GIVEN PASSAGE Block Start

It was not long before Grottkau was made editor of the daily Arbeiter-Zeitung, working closely alongside managing editor August Spies, a man later killed in a retaliatory execution in the aftermath of the May 1886 Haymarket bombing. Together with Spies and the American-born Albert Parsons, Grottkau emerged as one of the leaders of the radical movement in Chicago during the tumultuous end of the 1870s and first years of the 1880s.

During this interval the socialist movement of Chicago, centered around branches of the Socialist Labor Party of America (SLP), began to turn towards the ideas of armed insurrection and anarchism. Membership in the SLP plummeted, hitting a low water mark of just 1500 members in 1883, while the number of semi-independent anarchist "groups" multiplied and their membership rolls proliferated. Grottkau, like many others, was briefly swept up in this tide, and the Arbeiter-Zeitung was made a leading voice of American anarchism.

In the view of historian Howard H. Quint the reason for Grottkau's willingness to cast his lot with the so-called Social Revolutionaries (i.e. the Anarchists) in the early 1880s was related not to his affinity for their paramilitary auxiliary, units of the Lehr und Wehr Verein (Educational and Defensive Society), but rather due to a desire to change the personnel and tepid policy of the SLP, exemplified by the group's National Secretary, Philip Van Patten. While the meddling of Van Patten and the Detroit-based National Executive Committee of the SLP may have been Grottkau's primary objection, he nevertheless went all the way with the anarchist wing for a time, going so far as to himself briefly join the Lehr und Wehr Verein.

GIVEN PASSAGE Block End
DATA EXTRACTS Block Start

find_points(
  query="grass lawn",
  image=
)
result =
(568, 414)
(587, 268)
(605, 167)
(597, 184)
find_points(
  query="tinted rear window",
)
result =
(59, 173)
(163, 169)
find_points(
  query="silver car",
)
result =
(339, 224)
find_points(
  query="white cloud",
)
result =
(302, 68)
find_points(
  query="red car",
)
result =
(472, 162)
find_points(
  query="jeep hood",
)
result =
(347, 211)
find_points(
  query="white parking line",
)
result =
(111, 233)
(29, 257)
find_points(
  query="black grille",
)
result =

DATA EXTRACTS Block End

**QUESTIONS TO ANSWER:**
a) From the passage about Grottkau, extract the text between "In the view" and "und Wehr Verein.", inclusive.
b) Write what comes next in the passage about Grottkau and the Chicago radical movement, picking up after its final sentence.

**RESULTS FOR EACH TASK:**
a)
In the view of historian Howard H. Quint the reason for Grottkau's willingness to cast his lot with the so-called Social Revolutionaries (i.e. the Anarchists) in the early 1880s was related not to his affinity for their paramilitary auxiliary, units of the Lehr und Wehr Verein (Educational and Defensive Society), but rather due to a desire to change the personnel and tepid policy of the SLP, exemplified by the group's National Secretary, Philip Van Patten. While the meddling of Van Patten and the Detroit-based National Executive Committee of the SLP may have been Grottkau's primary objection, he nevertheless went all the way with the anarchist wing for a time, going so far as to himself briefly join the Lehr und Wehr Verein.

b)
Grottkau ultimately broke with Spies, Parsons, and the Social Revolutionaries following the 1883 Pittsburgh Convention of the Revolutionary Socialist Party, which formally rejected socialist collectivism in favor of communist anarchism. In the aftermath the Socialist Revolutionaries went over to full-fledged anarchism, while the more moderate and electorally oriented elements such as Grottkau returned to the ranks of the SLP.

This new fissure was made eminently clear on the evening of May 24, 1884, when Grottkau appeared before a Chicago audience to debate the "Communist" position against Johann Most, a leading voice of the Anarchist movement. Morris Hillquit, one of the earliest historians of American socialism, recalled the affair:

It was a well-matched contest, the opponents being equally well-versed in the subject of discussion and both being fluent speakers and ready debaters. The discussion was very thoroughgoing and dealt with almost every phase of the subject. It was reported stenographically, published in book form, and widely circulated.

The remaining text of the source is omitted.